> _About this task_:
Find and copy every line in the records that includes the string "below".

== Provided entries

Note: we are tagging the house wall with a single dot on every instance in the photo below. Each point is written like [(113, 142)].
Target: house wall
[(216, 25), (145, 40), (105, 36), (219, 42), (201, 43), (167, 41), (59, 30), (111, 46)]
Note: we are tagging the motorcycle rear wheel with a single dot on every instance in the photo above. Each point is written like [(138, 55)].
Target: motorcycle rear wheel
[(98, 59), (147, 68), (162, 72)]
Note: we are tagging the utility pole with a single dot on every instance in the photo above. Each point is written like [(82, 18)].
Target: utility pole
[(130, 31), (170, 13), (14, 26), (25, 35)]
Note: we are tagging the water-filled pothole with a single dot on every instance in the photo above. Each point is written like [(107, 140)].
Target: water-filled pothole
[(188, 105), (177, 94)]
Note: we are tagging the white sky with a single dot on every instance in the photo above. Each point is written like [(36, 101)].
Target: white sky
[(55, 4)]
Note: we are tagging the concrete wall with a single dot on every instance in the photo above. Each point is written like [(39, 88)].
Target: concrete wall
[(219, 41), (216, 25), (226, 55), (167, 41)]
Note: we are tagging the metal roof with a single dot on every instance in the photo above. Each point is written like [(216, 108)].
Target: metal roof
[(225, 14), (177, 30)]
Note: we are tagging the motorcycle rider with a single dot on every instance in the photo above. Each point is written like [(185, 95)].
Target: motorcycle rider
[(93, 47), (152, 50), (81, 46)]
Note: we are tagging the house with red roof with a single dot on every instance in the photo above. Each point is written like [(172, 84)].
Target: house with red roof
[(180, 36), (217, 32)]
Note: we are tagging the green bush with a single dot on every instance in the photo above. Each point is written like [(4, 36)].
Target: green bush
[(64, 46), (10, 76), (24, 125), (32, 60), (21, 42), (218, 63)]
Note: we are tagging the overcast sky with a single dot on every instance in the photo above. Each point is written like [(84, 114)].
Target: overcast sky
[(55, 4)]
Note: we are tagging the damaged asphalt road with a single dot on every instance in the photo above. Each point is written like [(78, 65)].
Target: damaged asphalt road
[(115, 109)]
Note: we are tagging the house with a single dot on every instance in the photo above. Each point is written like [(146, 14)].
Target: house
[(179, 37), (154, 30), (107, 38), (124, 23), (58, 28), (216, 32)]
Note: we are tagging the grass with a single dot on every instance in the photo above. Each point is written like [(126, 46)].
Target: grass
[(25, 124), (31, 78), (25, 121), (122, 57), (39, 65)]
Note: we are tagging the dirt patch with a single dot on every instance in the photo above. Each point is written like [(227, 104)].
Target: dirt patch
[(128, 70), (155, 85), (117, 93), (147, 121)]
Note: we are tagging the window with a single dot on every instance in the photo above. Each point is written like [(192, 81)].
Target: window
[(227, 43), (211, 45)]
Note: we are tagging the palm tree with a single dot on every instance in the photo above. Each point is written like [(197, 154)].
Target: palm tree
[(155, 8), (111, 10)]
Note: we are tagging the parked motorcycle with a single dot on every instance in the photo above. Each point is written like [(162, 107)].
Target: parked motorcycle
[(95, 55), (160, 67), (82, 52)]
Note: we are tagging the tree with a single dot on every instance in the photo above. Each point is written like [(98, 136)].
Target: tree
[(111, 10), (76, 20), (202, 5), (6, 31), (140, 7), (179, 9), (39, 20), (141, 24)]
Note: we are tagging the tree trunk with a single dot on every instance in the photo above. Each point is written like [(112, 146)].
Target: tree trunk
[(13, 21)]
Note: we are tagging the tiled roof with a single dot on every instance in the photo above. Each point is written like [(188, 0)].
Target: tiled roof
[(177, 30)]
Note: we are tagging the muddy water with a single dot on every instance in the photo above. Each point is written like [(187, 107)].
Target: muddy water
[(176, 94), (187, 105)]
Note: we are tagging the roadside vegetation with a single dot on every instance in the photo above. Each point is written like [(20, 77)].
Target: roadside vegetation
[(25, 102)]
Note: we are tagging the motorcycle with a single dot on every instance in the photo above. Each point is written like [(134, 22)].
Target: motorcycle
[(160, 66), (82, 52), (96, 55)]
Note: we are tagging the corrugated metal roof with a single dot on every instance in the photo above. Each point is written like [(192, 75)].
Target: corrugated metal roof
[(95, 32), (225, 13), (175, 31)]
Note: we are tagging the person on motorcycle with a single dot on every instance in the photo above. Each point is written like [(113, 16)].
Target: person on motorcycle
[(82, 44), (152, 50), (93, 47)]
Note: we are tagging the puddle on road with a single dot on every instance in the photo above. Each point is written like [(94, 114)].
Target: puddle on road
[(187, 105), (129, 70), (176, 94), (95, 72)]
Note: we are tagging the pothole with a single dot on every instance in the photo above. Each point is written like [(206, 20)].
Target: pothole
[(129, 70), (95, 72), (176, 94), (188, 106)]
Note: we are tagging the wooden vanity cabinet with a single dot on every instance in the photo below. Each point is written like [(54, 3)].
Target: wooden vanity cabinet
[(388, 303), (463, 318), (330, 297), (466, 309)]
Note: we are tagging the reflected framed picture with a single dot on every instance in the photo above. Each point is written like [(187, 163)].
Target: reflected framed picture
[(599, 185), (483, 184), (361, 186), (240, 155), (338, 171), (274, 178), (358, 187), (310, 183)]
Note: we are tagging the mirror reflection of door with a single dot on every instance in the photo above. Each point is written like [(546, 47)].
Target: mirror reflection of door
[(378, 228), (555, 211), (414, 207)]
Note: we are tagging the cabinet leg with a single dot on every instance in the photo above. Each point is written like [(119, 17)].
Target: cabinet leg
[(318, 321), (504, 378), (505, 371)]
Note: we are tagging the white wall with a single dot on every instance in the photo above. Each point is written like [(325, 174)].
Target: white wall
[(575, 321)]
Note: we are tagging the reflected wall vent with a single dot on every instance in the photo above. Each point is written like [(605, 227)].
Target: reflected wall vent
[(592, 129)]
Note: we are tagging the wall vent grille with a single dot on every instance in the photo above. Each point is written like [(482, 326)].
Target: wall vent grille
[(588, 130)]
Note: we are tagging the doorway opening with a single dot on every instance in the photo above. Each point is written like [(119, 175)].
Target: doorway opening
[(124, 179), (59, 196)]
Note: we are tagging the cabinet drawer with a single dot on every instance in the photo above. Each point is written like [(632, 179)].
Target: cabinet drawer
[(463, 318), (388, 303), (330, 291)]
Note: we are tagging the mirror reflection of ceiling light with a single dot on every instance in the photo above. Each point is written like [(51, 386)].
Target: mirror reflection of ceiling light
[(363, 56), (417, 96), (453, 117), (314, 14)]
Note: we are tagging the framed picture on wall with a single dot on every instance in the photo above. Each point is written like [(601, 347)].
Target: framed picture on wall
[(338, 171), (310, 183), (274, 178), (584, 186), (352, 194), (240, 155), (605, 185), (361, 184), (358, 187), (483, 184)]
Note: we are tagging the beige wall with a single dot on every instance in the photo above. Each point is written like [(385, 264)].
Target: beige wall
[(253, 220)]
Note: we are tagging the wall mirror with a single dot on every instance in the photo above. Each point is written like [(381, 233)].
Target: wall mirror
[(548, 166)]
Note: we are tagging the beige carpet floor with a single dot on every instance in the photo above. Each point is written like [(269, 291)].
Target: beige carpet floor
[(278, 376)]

====

> _Solution to the problem_:
Note: we are tagging the house wall with a single dot on every instance in the photo below. Each point is written like [(113, 142)].
Note: we are tagging the wooden vanity cabinet with a single dot on every instance in the photo below. Each point is written like [(54, 3)].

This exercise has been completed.